--- START ---

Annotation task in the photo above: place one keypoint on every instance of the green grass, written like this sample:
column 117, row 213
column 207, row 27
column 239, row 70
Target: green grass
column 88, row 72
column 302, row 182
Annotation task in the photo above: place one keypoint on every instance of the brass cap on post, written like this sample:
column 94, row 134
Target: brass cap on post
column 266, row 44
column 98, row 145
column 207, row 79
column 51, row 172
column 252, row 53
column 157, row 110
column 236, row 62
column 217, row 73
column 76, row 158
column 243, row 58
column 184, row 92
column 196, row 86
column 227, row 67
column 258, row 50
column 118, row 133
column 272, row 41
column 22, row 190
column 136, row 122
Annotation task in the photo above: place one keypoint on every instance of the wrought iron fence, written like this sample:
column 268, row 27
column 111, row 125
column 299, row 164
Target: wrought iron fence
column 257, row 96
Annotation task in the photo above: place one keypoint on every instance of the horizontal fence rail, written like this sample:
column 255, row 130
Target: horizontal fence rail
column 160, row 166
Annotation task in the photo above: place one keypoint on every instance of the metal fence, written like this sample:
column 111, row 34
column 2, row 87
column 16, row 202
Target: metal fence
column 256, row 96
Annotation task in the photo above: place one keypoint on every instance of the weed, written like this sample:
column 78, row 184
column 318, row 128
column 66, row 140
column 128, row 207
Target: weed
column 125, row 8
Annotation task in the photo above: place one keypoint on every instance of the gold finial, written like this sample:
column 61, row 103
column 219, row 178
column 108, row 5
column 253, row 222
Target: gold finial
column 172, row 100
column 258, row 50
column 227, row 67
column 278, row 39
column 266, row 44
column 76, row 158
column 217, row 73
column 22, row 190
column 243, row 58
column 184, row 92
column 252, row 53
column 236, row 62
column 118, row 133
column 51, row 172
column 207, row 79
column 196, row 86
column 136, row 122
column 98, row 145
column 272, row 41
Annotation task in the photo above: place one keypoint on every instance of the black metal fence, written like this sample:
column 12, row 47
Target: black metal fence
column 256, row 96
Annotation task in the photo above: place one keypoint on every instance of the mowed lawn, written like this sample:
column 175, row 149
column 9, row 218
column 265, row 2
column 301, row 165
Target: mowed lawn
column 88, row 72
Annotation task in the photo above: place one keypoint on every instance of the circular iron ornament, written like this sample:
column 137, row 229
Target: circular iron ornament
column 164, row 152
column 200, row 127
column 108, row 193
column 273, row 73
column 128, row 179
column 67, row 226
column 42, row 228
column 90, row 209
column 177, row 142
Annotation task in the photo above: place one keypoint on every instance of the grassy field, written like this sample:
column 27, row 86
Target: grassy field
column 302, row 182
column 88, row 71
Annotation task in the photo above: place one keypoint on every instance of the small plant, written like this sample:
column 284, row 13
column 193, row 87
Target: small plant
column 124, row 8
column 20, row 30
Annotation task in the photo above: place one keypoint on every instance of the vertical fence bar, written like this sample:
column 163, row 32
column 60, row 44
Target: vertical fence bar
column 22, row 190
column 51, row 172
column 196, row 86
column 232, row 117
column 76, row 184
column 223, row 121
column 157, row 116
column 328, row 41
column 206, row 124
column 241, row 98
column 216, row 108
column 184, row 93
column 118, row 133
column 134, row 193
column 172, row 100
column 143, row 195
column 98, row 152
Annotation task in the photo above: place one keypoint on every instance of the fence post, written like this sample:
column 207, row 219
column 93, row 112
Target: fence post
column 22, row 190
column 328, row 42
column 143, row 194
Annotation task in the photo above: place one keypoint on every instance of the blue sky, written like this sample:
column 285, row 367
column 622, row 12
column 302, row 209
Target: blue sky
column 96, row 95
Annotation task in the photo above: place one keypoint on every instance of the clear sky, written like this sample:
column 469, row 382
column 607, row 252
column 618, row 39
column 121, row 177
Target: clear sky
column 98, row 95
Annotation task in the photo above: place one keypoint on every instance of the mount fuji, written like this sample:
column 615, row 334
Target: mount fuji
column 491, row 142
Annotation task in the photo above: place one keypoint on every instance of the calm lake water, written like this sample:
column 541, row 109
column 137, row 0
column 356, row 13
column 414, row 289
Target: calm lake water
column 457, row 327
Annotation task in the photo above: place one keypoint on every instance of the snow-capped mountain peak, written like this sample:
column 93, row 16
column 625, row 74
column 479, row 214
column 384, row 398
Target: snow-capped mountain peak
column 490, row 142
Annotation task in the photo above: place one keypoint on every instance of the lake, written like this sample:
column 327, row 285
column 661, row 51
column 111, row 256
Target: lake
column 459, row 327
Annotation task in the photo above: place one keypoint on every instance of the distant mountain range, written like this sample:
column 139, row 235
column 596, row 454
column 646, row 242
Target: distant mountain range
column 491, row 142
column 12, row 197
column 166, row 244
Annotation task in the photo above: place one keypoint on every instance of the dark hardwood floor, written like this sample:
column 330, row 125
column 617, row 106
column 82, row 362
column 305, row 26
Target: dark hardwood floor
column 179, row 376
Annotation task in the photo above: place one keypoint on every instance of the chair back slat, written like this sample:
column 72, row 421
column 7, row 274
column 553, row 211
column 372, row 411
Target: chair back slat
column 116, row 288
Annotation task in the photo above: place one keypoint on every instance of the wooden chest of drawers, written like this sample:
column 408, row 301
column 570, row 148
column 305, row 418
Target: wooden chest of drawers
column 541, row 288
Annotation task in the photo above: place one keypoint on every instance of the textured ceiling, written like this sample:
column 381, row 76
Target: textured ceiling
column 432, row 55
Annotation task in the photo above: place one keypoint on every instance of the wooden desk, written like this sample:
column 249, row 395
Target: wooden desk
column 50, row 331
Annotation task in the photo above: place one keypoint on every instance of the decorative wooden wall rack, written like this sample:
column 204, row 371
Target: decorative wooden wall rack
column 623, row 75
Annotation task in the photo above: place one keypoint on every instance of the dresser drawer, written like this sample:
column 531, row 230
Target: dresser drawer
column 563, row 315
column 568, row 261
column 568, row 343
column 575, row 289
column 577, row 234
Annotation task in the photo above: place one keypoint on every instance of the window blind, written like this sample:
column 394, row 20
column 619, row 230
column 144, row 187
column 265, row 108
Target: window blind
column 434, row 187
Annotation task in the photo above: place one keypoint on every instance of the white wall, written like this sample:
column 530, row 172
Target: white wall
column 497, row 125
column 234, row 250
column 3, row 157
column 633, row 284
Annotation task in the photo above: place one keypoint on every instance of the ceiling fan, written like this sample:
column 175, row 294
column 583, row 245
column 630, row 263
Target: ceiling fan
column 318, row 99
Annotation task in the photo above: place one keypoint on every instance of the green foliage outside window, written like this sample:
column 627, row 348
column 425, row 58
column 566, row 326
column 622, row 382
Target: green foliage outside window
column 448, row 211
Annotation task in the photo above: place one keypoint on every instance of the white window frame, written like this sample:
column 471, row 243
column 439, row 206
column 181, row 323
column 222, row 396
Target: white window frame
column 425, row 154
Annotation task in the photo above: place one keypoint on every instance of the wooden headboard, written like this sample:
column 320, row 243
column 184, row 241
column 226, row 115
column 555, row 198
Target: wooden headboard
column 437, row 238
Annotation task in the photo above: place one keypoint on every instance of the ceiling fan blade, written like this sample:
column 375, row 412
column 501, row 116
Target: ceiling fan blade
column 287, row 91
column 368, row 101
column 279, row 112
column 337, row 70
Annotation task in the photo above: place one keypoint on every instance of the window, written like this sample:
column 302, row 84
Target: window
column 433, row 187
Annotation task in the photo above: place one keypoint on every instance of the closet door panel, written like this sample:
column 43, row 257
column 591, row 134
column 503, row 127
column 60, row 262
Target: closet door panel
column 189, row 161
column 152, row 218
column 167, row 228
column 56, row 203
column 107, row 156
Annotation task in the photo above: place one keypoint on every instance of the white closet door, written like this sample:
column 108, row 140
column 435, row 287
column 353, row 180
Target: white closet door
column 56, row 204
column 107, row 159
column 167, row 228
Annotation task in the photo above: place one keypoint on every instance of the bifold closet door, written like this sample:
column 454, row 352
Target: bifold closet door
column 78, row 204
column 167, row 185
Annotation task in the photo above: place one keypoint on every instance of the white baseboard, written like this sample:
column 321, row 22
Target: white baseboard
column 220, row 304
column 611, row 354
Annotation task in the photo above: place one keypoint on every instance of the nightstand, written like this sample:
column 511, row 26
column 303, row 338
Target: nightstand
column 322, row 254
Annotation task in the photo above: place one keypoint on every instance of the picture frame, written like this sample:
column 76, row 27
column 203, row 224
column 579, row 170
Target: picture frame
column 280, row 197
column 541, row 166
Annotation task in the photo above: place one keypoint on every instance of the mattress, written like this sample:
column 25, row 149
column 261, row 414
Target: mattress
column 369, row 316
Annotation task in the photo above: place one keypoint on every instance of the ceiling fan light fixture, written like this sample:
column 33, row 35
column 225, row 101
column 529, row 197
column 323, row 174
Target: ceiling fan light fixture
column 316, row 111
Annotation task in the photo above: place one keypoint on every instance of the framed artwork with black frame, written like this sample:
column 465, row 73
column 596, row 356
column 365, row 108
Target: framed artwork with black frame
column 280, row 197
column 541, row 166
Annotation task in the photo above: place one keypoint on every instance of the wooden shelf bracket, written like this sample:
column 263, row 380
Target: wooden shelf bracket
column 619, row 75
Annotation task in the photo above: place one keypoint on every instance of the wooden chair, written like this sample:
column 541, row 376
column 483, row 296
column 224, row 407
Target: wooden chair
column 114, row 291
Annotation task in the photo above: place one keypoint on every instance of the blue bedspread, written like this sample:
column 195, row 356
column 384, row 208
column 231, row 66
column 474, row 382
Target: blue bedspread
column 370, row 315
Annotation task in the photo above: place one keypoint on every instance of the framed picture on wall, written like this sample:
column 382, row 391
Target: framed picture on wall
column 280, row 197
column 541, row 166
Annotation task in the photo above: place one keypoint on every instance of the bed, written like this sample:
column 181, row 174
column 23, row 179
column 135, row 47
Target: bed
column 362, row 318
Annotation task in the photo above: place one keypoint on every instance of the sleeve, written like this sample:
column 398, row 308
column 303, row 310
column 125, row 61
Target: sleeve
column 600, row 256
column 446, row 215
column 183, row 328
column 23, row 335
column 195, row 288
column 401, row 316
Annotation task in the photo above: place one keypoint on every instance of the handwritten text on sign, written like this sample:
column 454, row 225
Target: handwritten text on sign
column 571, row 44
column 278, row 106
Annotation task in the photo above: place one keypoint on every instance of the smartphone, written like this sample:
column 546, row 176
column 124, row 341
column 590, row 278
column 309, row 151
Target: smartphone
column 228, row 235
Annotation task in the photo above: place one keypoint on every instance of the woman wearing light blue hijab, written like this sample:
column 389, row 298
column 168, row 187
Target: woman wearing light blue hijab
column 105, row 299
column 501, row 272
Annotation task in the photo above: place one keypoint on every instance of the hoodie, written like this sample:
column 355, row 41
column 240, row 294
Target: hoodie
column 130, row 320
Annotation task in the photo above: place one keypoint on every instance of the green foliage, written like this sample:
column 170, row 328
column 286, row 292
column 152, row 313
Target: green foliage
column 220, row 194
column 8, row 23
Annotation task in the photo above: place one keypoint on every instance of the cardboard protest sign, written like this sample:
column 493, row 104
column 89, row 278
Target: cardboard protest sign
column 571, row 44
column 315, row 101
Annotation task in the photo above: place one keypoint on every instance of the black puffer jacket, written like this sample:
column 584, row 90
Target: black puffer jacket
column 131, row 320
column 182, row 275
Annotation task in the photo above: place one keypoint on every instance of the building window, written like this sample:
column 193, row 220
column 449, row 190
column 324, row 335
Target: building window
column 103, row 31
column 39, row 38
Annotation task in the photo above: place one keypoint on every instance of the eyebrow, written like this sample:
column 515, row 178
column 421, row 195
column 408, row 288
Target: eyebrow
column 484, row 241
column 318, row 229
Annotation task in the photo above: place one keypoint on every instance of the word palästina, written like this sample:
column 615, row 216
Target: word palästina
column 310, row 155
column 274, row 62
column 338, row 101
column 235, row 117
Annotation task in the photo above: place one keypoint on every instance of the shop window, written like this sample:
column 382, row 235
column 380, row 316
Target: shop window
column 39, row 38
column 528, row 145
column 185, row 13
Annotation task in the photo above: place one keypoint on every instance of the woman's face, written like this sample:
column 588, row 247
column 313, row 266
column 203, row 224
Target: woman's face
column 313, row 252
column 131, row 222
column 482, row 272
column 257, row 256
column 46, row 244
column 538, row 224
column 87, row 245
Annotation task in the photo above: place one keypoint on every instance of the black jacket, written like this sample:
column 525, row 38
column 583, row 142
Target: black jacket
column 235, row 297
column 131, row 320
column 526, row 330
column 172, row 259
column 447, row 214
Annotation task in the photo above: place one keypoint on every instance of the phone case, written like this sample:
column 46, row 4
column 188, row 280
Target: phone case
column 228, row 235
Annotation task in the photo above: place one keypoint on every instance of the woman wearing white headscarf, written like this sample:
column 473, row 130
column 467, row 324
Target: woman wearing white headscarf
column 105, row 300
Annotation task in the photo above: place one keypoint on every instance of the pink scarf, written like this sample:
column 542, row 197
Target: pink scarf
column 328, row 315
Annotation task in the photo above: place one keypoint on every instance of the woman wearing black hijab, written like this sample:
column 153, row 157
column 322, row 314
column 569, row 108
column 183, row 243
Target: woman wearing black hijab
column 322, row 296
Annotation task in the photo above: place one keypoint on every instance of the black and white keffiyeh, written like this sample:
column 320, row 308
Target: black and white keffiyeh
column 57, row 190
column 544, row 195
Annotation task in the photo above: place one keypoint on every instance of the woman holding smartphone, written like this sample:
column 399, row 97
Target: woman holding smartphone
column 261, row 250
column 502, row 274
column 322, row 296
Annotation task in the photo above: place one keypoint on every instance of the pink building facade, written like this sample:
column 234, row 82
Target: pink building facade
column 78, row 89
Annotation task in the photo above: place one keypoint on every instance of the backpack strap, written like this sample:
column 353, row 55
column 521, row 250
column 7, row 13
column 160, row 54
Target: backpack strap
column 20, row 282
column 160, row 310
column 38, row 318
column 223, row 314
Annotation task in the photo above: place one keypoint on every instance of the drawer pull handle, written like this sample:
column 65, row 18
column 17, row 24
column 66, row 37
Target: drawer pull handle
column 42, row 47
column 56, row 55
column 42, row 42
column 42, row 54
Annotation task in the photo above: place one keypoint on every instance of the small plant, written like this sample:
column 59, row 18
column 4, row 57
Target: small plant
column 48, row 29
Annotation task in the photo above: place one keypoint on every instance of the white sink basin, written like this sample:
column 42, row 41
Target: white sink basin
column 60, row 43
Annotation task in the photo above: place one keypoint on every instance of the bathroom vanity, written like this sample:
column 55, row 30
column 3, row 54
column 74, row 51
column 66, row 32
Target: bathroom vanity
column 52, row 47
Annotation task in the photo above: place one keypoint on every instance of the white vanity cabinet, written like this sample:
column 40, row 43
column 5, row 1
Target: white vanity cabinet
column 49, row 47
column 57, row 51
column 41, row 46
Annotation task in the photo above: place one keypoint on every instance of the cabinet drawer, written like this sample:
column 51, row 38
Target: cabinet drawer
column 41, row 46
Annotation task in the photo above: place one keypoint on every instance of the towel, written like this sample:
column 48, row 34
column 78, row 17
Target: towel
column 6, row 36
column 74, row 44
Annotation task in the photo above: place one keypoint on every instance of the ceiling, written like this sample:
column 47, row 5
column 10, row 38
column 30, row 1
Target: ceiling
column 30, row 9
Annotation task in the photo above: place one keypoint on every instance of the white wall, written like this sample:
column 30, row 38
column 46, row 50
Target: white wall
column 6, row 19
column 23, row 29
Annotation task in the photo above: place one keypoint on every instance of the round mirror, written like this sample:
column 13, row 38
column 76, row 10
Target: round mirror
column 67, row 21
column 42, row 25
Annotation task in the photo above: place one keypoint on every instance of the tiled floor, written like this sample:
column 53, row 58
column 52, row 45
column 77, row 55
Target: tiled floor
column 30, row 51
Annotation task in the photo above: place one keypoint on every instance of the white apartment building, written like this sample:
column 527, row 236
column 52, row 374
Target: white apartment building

--- END ---

*Problem to solve*. Write out the records verbatim, beginning at the line that contains "light fixture, written" and stopping after the line that contains "column 401, row 316", with both of those lines included.

*In response*.
Annotation task in the photo above: place one keypoint on every instance of the ceiling fan light fixture, written like this sample:
column 33, row 35
column 225, row 101
column 529, row 197
column 323, row 174
Target: ceiling fan light fixture
column 316, row 111
Annotation task in the photo above: place one keypoint on every instance of the framed artwork with black frame, written like this sample:
column 465, row 73
column 596, row 356
column 365, row 108
Target: framed artwork with black frame
column 280, row 197
column 541, row 166
Annotation task in the photo above: place one keypoint on every instance of the wooden shelf bracket, written like this sample:
column 263, row 380
Target: wooden shelf bracket
column 619, row 75
Annotation task in the photo above: place one keypoint on every instance of the wooden chair, written like this sample:
column 541, row 376
column 483, row 296
column 224, row 407
Target: wooden chair
column 114, row 291
Annotation task in the photo above: place one keypoint on every instance of the blue bedspread, written like this sample:
column 195, row 356
column 384, row 208
column 231, row 66
column 474, row 382
Target: blue bedspread
column 370, row 315
Annotation task in the photo above: place one keypoint on every instance of the framed picture on wall, written like this sample:
column 382, row 391
Target: framed picture on wall
column 280, row 197
column 541, row 166
Annotation task in the photo above: place one keypoint on every instance of the bed, written like this sample:
column 181, row 174
column 23, row 179
column 135, row 47
Target: bed
column 362, row 318
Annotation task in the photo above: place one keypoint on every instance of the sleeve, written like this sample:
column 398, row 308
column 303, row 310
column 125, row 61
Target: sleeve
column 600, row 256
column 446, row 215
column 183, row 328
column 23, row 335
column 195, row 288
column 401, row 316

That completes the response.